Copy every one of the items below word for word, and leave the pictures out of your answer.

— begin —

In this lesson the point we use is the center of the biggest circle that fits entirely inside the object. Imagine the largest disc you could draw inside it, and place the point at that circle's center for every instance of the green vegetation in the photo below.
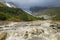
(14, 14)
(53, 12)
(3, 36)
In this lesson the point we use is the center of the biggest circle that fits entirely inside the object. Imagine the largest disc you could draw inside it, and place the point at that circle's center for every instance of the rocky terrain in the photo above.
(34, 30)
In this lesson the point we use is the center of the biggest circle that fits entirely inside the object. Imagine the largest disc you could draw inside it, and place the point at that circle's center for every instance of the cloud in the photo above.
(28, 3)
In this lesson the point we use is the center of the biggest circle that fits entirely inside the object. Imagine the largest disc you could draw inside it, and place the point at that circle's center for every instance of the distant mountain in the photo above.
(53, 12)
(36, 9)
(8, 13)
(10, 4)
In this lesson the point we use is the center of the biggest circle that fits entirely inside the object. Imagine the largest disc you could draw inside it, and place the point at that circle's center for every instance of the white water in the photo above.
(31, 31)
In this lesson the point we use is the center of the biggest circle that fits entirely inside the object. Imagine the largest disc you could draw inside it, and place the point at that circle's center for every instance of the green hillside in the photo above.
(52, 12)
(14, 14)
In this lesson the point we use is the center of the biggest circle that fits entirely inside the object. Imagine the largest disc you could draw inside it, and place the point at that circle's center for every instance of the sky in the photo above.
(29, 3)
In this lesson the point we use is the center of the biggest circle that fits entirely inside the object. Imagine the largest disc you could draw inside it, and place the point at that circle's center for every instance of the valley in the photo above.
(33, 30)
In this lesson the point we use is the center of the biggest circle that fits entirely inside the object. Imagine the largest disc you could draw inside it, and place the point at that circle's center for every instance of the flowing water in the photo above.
(36, 30)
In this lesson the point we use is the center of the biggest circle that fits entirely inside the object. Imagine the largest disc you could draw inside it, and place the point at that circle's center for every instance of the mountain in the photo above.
(10, 4)
(53, 12)
(14, 14)
(36, 9)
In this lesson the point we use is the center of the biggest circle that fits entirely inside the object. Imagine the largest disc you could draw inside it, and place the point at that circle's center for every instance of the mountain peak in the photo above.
(9, 4)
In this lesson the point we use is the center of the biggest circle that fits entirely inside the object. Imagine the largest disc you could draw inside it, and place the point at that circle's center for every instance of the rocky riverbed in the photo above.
(35, 30)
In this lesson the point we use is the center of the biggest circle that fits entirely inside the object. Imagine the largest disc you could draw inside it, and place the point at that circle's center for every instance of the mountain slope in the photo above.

— end —

*Task response:*
In this lesson the point we use is the center of the biggest circle that fits entirely inside the object. Imagine the largest disc you could draw inside it, and place the point at that circle's center for every instance of the green vegetation in the photo below.
(14, 14)
(53, 12)
(3, 36)
In this lesson the point we use is the center of the biggest circle that fits entirely inside the object. Imagine the largest disc you could draw inside it, and place the point at that circle's center for every instance of the rocky terrain in the photo above.
(34, 30)
In this lesson the point we use is the center of the biggest circle that fits entirely inside the object. Imagine the largest disc you could draw inside it, and place the point at that circle's center for every instance of the cloud in the photo above.
(28, 3)
In this lesson the point we use is the center of the biggest circle that fits entirely inside the object. Imagine the largest disc you could draw inside it, and place the point at that circle's center for every instance of the distant mountain in the photo above.
(53, 12)
(36, 9)
(8, 13)
(10, 4)
In this lesson the point we use is the center of the biggest circle that fits entirely inside the object. Imagine the largest disc you could draw inside it, and place the point at that circle's center for every instance of the white water in the photo above.
(31, 31)
In this lesson the point we use is the center of the biggest circle that fits entirely inside the object. Imagine the largest disc you could draw inside it, and place the point at that circle's center for every instance of the green hillside in the photo above.
(52, 12)
(14, 14)
In this lesson the point we use is the center of the biggest circle that fits entirely inside the object. Imagine the largest disc you could draw inside it, and place the point at that circle's center for every instance of the sky in the photo above.
(29, 3)
In this lesson the point we use is the center of the biggest circle that fits entirely inside the object. Imagine the largest disc you could draw inside it, and place the point at that circle's center for every instance of the valley in the photo above.
(33, 30)
In this lesson the point we use is the center of the biggest circle that fits entirely inside the object. Imagine the largest disc you could draw inside it, and place the point at that circle's center for every instance of the flowing water in the photo above.
(36, 30)
In this lesson the point we use is the center of the biggest circle that fits entirely inside the object. Imagine the largest disc you could draw inside it, and place the point at that circle's center for every instance of the mountain in the photo above.
(10, 4)
(53, 12)
(14, 14)
(36, 9)
In this lesson the point we use is the center of the biggest circle that fits entirely inside the object. Imagine the largest disc you could draw inside it, and place the point at that circle's center for every instance of the mountain peak in the photo above.
(9, 4)
In this lesson the point we use is the center of the biggest circle that fits entirely inside the object. Imagine the largest disc you could draw inside it, and place the point at that circle's center for every instance of the rocky riverbed in the photo above.
(35, 30)
In this lesson the point we use is the center of the biggest circle that fits entirely inside the object. Imagine the largest disc you could draw inside it, and place the point at that circle's center for every instance of the mountain slope in the photo above.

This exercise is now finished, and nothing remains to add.